▸ Task goal
Repeat every line of the material, character for character.

--- start of Data entries ---

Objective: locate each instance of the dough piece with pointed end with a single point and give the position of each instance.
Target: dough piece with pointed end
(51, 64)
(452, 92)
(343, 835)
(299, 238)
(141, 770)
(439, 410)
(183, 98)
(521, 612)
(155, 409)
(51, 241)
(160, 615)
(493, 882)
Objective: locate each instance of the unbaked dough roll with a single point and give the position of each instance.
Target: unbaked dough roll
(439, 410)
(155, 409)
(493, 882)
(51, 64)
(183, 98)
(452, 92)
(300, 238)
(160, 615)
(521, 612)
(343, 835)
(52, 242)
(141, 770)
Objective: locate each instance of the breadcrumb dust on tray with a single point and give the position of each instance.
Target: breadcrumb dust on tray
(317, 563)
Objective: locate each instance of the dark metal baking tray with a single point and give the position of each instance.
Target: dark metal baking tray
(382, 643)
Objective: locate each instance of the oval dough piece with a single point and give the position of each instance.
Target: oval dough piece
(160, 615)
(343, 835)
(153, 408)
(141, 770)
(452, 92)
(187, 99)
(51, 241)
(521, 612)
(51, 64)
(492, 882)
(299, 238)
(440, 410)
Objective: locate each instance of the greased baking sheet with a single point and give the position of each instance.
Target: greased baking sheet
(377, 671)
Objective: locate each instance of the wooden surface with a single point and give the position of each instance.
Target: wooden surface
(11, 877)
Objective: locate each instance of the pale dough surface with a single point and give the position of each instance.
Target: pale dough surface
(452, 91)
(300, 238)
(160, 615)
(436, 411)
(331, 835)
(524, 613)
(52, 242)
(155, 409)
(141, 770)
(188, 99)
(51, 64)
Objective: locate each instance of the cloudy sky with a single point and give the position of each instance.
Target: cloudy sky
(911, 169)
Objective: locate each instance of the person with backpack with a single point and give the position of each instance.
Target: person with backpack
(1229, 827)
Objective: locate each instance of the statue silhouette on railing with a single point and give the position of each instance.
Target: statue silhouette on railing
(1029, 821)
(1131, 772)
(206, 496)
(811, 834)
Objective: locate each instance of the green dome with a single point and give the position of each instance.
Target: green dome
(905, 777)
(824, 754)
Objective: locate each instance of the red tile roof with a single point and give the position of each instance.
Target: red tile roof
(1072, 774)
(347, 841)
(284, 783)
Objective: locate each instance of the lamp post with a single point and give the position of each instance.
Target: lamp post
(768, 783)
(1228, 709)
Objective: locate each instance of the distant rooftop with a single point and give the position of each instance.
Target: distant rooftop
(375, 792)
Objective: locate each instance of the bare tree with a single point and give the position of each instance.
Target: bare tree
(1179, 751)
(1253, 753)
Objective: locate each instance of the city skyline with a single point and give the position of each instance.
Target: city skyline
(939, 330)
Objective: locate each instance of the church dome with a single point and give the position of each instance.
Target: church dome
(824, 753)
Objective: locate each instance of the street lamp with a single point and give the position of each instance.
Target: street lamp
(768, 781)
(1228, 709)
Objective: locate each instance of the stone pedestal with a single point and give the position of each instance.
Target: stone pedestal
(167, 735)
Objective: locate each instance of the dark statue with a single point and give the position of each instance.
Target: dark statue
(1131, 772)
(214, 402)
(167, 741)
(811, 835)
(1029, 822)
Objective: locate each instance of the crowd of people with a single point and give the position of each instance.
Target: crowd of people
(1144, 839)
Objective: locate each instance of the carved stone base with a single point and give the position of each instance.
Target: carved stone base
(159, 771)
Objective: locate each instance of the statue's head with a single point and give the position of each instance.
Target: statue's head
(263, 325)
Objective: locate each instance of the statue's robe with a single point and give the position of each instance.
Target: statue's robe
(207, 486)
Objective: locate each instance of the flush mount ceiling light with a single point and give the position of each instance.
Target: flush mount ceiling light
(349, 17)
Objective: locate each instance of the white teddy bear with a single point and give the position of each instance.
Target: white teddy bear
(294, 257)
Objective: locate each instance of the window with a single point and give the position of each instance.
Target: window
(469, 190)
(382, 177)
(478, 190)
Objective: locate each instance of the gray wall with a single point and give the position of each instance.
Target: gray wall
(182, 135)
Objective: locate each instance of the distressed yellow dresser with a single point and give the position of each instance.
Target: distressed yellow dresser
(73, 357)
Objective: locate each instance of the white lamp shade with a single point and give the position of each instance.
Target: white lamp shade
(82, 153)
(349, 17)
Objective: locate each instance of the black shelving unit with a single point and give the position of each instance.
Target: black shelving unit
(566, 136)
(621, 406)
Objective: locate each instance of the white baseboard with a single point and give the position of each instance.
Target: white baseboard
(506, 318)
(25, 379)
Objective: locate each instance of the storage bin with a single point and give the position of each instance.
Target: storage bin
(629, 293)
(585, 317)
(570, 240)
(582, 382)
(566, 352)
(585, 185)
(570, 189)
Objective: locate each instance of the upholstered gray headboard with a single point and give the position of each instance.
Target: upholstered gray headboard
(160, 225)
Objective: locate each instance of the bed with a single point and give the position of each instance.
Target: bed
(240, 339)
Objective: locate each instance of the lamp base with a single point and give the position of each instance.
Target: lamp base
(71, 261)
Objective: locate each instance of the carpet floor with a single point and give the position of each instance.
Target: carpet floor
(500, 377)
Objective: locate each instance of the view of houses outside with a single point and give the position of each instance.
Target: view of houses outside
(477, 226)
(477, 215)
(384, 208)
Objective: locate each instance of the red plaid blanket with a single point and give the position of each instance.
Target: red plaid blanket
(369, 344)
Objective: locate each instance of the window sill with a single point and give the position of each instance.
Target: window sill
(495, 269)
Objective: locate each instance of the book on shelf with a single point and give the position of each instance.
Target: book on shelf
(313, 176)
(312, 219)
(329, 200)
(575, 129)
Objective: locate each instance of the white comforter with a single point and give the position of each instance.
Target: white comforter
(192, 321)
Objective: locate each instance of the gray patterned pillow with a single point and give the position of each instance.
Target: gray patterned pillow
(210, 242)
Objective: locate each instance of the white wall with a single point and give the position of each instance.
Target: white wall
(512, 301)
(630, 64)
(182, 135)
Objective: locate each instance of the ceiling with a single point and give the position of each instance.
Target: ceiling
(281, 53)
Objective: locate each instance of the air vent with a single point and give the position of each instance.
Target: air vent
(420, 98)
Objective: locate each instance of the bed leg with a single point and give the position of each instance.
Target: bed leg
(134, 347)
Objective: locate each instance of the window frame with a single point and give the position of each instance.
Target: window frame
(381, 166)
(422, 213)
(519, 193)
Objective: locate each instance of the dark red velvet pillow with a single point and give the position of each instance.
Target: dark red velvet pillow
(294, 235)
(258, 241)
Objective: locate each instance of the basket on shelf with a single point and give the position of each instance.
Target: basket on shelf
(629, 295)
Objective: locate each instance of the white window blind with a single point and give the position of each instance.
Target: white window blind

--- end of Data entries ---

▸ Result for this exercise
Objective: locate each instance of the dough piece with pointed end with a single point and give the position of each instance.
Target: dough piece with pointed end
(51, 64)
(452, 92)
(343, 835)
(299, 238)
(141, 770)
(439, 410)
(183, 98)
(521, 612)
(155, 409)
(51, 241)
(160, 615)
(493, 882)
Objective: locate each instance of the unbaked dough roll with a single point and give the position of each instance.
Target: unbaked dough roll
(439, 410)
(155, 409)
(493, 882)
(51, 64)
(183, 98)
(452, 92)
(300, 238)
(160, 615)
(521, 612)
(343, 835)
(52, 242)
(141, 770)
Objective: locate each instance of the breadcrumb dust on tray with a single point and give the position of each instance.
Target: breadcrumb dust on tray
(317, 563)
Objective: locate each instance of the dark metal baking tray with a single point and give the position of each instance.
Target: dark metal baking tray
(382, 643)
Objective: locate each instance of the oval dough piece with a single point and give the position of each instance.
Target: oval dough piece
(160, 615)
(343, 835)
(153, 408)
(141, 770)
(452, 92)
(187, 99)
(51, 241)
(521, 612)
(51, 64)
(492, 882)
(299, 238)
(440, 410)
Objective: locate each instance of the greased baking sheet with a single point and give the position of each instance.
Target: greased baking sheet
(377, 671)
Objective: locate each instance of the wooden surface with a single point and give the position of each instance.
Target: wooden surface
(11, 877)
Objective: locate each instance of the pale dough surface with a single point and give the position of each instance.
Target: pale dough surface
(452, 91)
(300, 238)
(160, 615)
(436, 411)
(331, 835)
(524, 613)
(52, 242)
(155, 409)
(141, 770)
(188, 99)
(51, 64)
Objective: locate each instance of the cloudy sky with a single point and give the position of each instance.
Target: cloudy sky
(911, 169)
Objective: locate each instance of the person with backpack with a single point and give the position of each instance.
Target: person with backpack
(1229, 827)
Objective: locate each instance of the statue silhouette on railing with a single point and give the position of each instance.
Target: statue silhouette on railing
(1029, 821)
(1131, 772)
(206, 496)
(811, 834)
Objective: locate each instance of the green dome with a single point and give the position of each instance.
Target: green dome
(905, 777)
(824, 754)
Objective: locate each instance of the red tile roof with a single point and give the position of each instance.
Target: red tile roof
(1072, 774)
(347, 841)
(284, 783)
Objective: locate each instance of the lamp post with a single point and give the position of each instance.
Target: lamp post
(768, 783)
(1228, 709)
Objective: locate each instance of the distant rooftop with a single point and give the position of each instance.
Target: distant rooftop
(375, 792)
Objective: locate each instance of the bare tree with a single point and give the position of each instance.
Target: bare tree
(1179, 751)
(1253, 753)
Objective: locate each instance of the city skyline with a single point and give the position of each instance.
Target: city skyline
(939, 330)
Objective: locate each instance of the church dome with a single point and give the position of each instance.
Target: church dome
(824, 753)
Objective: locate each instance of the street lamp with a single point and give the position of each instance.
Target: street lamp
(768, 781)
(1228, 709)
Objective: locate each instance of the stone pedestal with a single point and give the position of each instance.
Target: stone pedestal
(167, 735)
Objective: locate each instance of the dark statue with a single point and give the position of each instance.
Target: dark statue
(1131, 772)
(214, 402)
(167, 741)
(811, 835)
(1029, 822)
Objective: locate each instance of the crowd of people with a single point and give the position of each instance.
Target: crowd of people
(1144, 839)
Objective: locate each instance of the carved stone base with a single point and give the position of each instance.
Target: carved stone base
(159, 771)
Objective: locate each instance of the statue's head with a single point and give the position of each instance.
Target: statue's head
(263, 325)
Objective: locate each instance of the statue's robe with a single point and give the position of each instance.
Target: statue's robe
(207, 486)
Objective: locate each instance of the flush mount ceiling light with a single point and give the position of each instance.
Target: flush mount ceiling light
(349, 17)
Objective: locate each instance of the white teddy bear with a single point and give the position of each instance.
Target: white teddy bear
(294, 257)
Objective: locate each instance of the window with a single point and give the position of each instance.
Target: window
(469, 190)
(382, 177)
(478, 190)
Objective: locate each instance of the gray wall with a single point and give the position of each instance.
Target: gray wall
(182, 135)
Objective: locate each instance of the distressed yellow dresser with a single point and give the position of each instance.
Target: distressed yellow dresser
(73, 357)
Objective: locate each instance of the white lamp shade with a single point and give the position of each instance.
Target: white lamp shade
(82, 153)
(349, 17)
Objective: locate each instance of the black shelving unit with a single point and give the position of each instance.
Target: black shelving unit
(566, 136)
(621, 406)
Objective: locate each instance of the white baseboard with a single point and give the position of each instance.
Target: white baseboard
(506, 318)
(25, 379)
Objective: locate each instance of the storage bin with a single point and give the position of each instance.
Target: storage bin
(629, 293)
(585, 317)
(570, 240)
(582, 382)
(566, 352)
(585, 185)
(570, 189)
Objective: locate each instance of the upholstered gray headboard with a single point and give the position of each instance.
Target: upholstered gray headboard
(160, 225)
Objective: locate each instance of the bed with a single point and give the position of each instance.
Target: bed
(240, 339)
Objective: locate each instance of the lamp base with a single point and give the position of each instance.
Target: lamp base
(71, 261)
Objective: locate each instance of the carpet floor with a single point and give the position of each instance.
Target: carpet floor
(500, 377)
Objective: locate each instance of the view of houses outside with a single point and give the position of each instance.
Target: view of houses outside
(477, 226)
(477, 215)
(384, 208)
Objective: locate each instance of the red plaid blanket with a single point and give the position of each instance.
Target: red plaid blanket
(369, 344)
Objective: locate each instance of the window sill with a single point and give the position of each instance.
Target: window sill
(495, 269)
Objective: locate each instance of the book on shelf with a single point and give the position of each instance.
Target: book on shelf
(313, 176)
(312, 219)
(329, 200)
(575, 129)
Objective: locate each instance of the white comforter with a single point and give the position of each instance.
Target: white comforter
(192, 321)
Objective: locate each instance of the gray patterned pillow with a single point and give the position of each instance.
Target: gray patterned pillow
(210, 242)
Objective: locate each instance of the white wall with a single point and give the position of each instance.
Target: white wall
(512, 301)
(630, 64)
(182, 135)
Objective: locate each instance of the ceiling with a single point and give the position of each instance.
Target: ceiling
(281, 53)
Objective: locate each instance of the air vent with a single point and give the position of each instance.
Target: air vent
(420, 98)
Objective: locate each instance of the bed leg with a single point and give the position of each instance.
Target: bed leg
(134, 347)
Objective: locate each instance of the window frame with a single point and give the position of each instance.
Target: window frame
(381, 166)
(422, 213)
(519, 193)
Objective: locate each instance of the dark red velvet pillow with a single point and give the position of each instance.
Target: dark red velvet pillow
(294, 235)
(258, 241)
Objective: locate each instance of the basket on shelf with a single point and give the position of each instance.
Target: basket on shelf
(629, 295)
Objective: locate each instance of the white window blind with a single point and give the position of each instance.
Target: white window blind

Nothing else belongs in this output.